++++ Extracted material
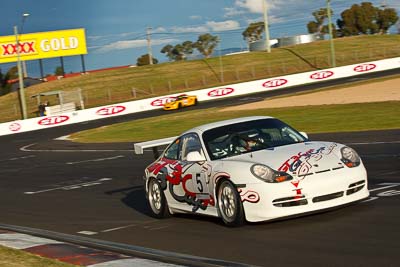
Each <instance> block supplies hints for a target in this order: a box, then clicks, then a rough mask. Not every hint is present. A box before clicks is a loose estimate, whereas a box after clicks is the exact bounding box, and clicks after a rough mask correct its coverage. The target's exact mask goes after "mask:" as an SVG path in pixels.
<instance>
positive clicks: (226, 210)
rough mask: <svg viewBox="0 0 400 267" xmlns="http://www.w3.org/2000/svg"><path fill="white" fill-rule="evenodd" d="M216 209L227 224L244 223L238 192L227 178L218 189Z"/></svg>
mask: <svg viewBox="0 0 400 267" xmlns="http://www.w3.org/2000/svg"><path fill="white" fill-rule="evenodd" d="M218 211H219V214H220V216H221V218H222V220H223V222H224V223H225V224H226V225H228V226H240V225H243V224H244V223H245V219H244V211H243V205H242V201H241V199H240V195H239V192H238V191H237V189H236V188H235V186H234V185H233V184H232V183H231V182H230V181H228V180H225V181H223V182H222V183H221V185H220V186H219V189H218Z"/></svg>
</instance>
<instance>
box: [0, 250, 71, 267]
mask: <svg viewBox="0 0 400 267" xmlns="http://www.w3.org/2000/svg"><path fill="white" fill-rule="evenodd" d="M0 266H7V267H73V266H76V265H71V264H68V263H64V262H61V261H57V260H51V259H47V258H42V257H40V256H36V255H33V254H30V253H27V252H24V251H21V250H17V249H12V248H7V247H3V246H0Z"/></svg>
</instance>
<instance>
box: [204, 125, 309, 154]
mask: <svg viewBox="0 0 400 267" xmlns="http://www.w3.org/2000/svg"><path fill="white" fill-rule="evenodd" d="M203 140H204V144H205V146H206V149H207V152H208V154H209V156H210V158H211V160H216V159H222V158H228V157H232V156H236V155H240V154H245V153H249V152H254V151H257V150H262V149H268V148H273V147H278V146H285V145H290V144H294V143H301V142H305V141H307V139H306V138H305V137H304V136H303V135H301V134H300V133H299V132H297V131H296V130H295V129H293V128H292V127H290V126H289V125H287V124H285V123H283V122H282V121H280V120H278V119H272V118H271V119H260V120H253V121H247V122H241V123H236V124H230V125H225V126H221V127H218V128H214V129H210V130H207V131H205V132H204V133H203Z"/></svg>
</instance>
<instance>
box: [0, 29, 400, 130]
mask: <svg viewBox="0 0 400 267" xmlns="http://www.w3.org/2000/svg"><path fill="white" fill-rule="evenodd" d="M399 42H400V35H368V36H367V35H365V36H357V37H347V38H338V39H335V51H336V65H337V66H344V65H350V64H357V63H361V62H369V61H375V60H380V59H384V58H394V57H399V56H400V47H399ZM329 57H330V42H329V41H328V40H326V41H318V42H313V43H308V44H302V45H296V46H291V47H282V48H273V49H272V51H271V53H266V52H251V53H245V54H237V55H230V56H222V57H213V58H209V59H203V60H190V61H183V62H167V63H162V64H156V65H147V66H141V67H137V68H123V69H118V70H108V71H100V72H93V73H90V74H88V75H82V76H78V77H73V78H68V79H61V80H58V81H53V82H48V83H42V84H38V85H35V86H31V87H29V88H28V89H27V90H26V91H25V93H26V102H27V109H28V115H29V117H36V116H37V109H38V107H37V105H38V104H37V99H36V98H32V96H33V95H35V94H38V93H41V92H48V91H53V90H62V91H64V92H70V91H76V90H77V89H78V88H81V89H82V97H83V98H84V103H85V107H86V108H90V107H96V106H101V105H109V104H112V103H120V102H125V101H131V100H136V99H142V98H149V97H154V96H158V95H168V94H172V93H177V92H183V91H190V90H197V89H202V88H208V87H214V86H223V85H226V84H232V83H240V82H246V81H251V80H257V79H267V78H269V77H277V76H282V75H288V74H293V73H301V72H306V71H314V70H320V69H325V68H329V67H330V62H331V60H330V58H329ZM221 67H222V68H221ZM221 77H223V79H222V78H221ZM133 89H135V90H133ZM46 100H49V101H50V103H51V105H56V104H58V101H59V100H58V99H57V98H56V97H55V96H53V97H43V98H42V101H46ZM77 104H79V103H77ZM0 114H1V115H0V121H1V122H5V121H11V120H16V119H19V118H20V117H21V115H20V108H19V98H18V95H17V93H15V92H14V93H10V94H7V95H4V96H0Z"/></svg>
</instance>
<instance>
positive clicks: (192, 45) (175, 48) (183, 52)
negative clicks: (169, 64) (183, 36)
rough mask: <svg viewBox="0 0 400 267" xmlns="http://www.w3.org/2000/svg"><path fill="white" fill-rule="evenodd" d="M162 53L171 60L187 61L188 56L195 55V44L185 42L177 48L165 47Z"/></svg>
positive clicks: (189, 42)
++++++++
◆ Assignment ◆
In the entries above, take the line containing "positive clicks: (192, 45)" and each later line through the last, and repeat them exactly. Output nothing else.

◆ Answer below ◆
positive clicks: (192, 45) (175, 48) (183, 52)
negative clicks: (169, 64) (183, 36)
rough mask: <svg viewBox="0 0 400 267" xmlns="http://www.w3.org/2000/svg"><path fill="white" fill-rule="evenodd" d="M162 53L171 60L187 61L188 56L195 55V44L185 42L177 48L165 47Z"/></svg>
positive clicks: (189, 42)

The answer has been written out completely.